> DOCUMENT EXCERPT
━━━━━━━━━━━━━━━━━━━━

Three things I do write
I found this part quite difficult because I try to write something different each time, if possible. I’ve not established a niche for myself, and don’t really stick to one genre, nor do I usually focus on a particular locale (in fact, my stories have been set all over the place). But here’s what I’ve come up with after a bit of a think…
I write about the sea quite a lot. I love it. So far I think I’ve published eight or so stories about the sea, with a fair few more planned (including a series of novels). Maybe not a large number, but that represents about a fifth of all my published work across all genres. Partly I think it’s because the sea genuinely terrifies me, so it’s easy to harness that fear. Not that each of the stories is necessarily frightening, but there is often at least a sense of awe that touches on the sublime (in the truer sense of the word). Another reason I like sea stories is because of the mystery – there’s so much we haven’t explored of our ocean planet, and there is some weird shit in the water (hence the story ‘Where the Dark is Deepest’). I kinda subscribe to the idea that we evolved by climbing out of the water because it was just too fucking scary in there.

━━━━━━━━━━━━━━━━━━━━

> GIVEN DATA
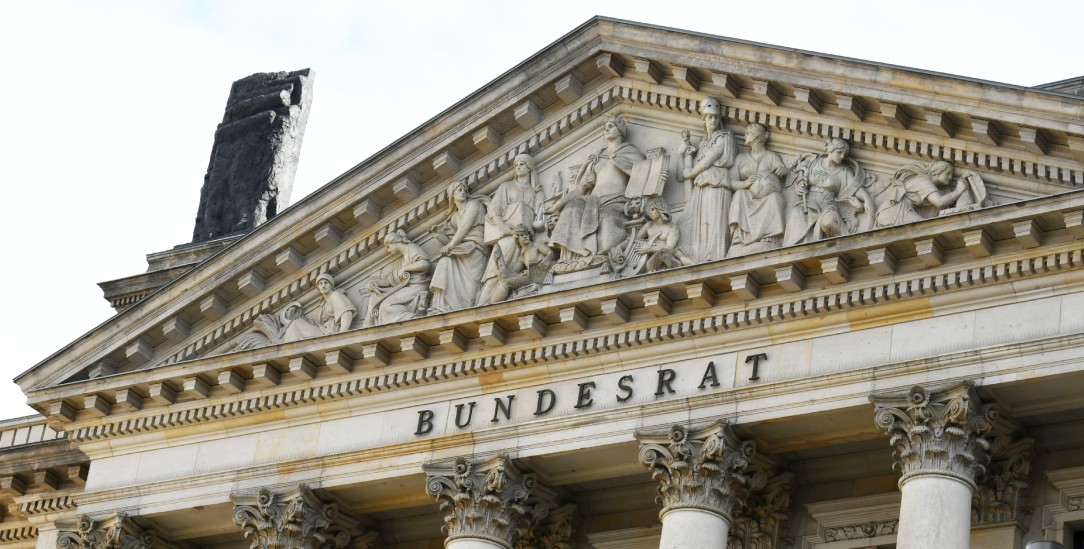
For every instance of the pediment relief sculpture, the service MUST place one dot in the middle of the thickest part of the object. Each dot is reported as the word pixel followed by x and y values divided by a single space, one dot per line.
pixel 336 315
pixel 615 219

━━━━━━━━━━━━━━━━━━━━

> LIST OF TASKS
**1)** Answer these about the excerpt on the writer's favored subjects above:
(a) Where have the writer's stories been set?
(b) Roughly how many stories about the sea has the writer published so far?
(c) Which story is cited as an example of the weird things in the water?
**2)** Please write the next part of the excerpt on the writer's favored subjects above, starting right after its final sentence.

> EXPECTED OUTPUTS
**1)**
(a) All over the place; the writer doesn't usually focus on a particular locale.
(b) Eight or so.
(c) 'Where the Dark is Deepest'.

**2)**
I write a lot about individuals, mostly lonely people or outsiders, flawed broken types. I noticed this pattern when putting together the contents for my collection, trying to split like from like, and it’s no bad thing really I suppose (I’m sure it’s cheaper than therapy). I should maybe write about a family or two some time soon to balance it out. But mostly I love the psychological aspect of a single character and often chuck in some basic Freudian stuff or symbolism while I’m at it. I’m not against relationships in my fiction but it’s usually between two people and usually it isn’t working properly or is somewhat complicated.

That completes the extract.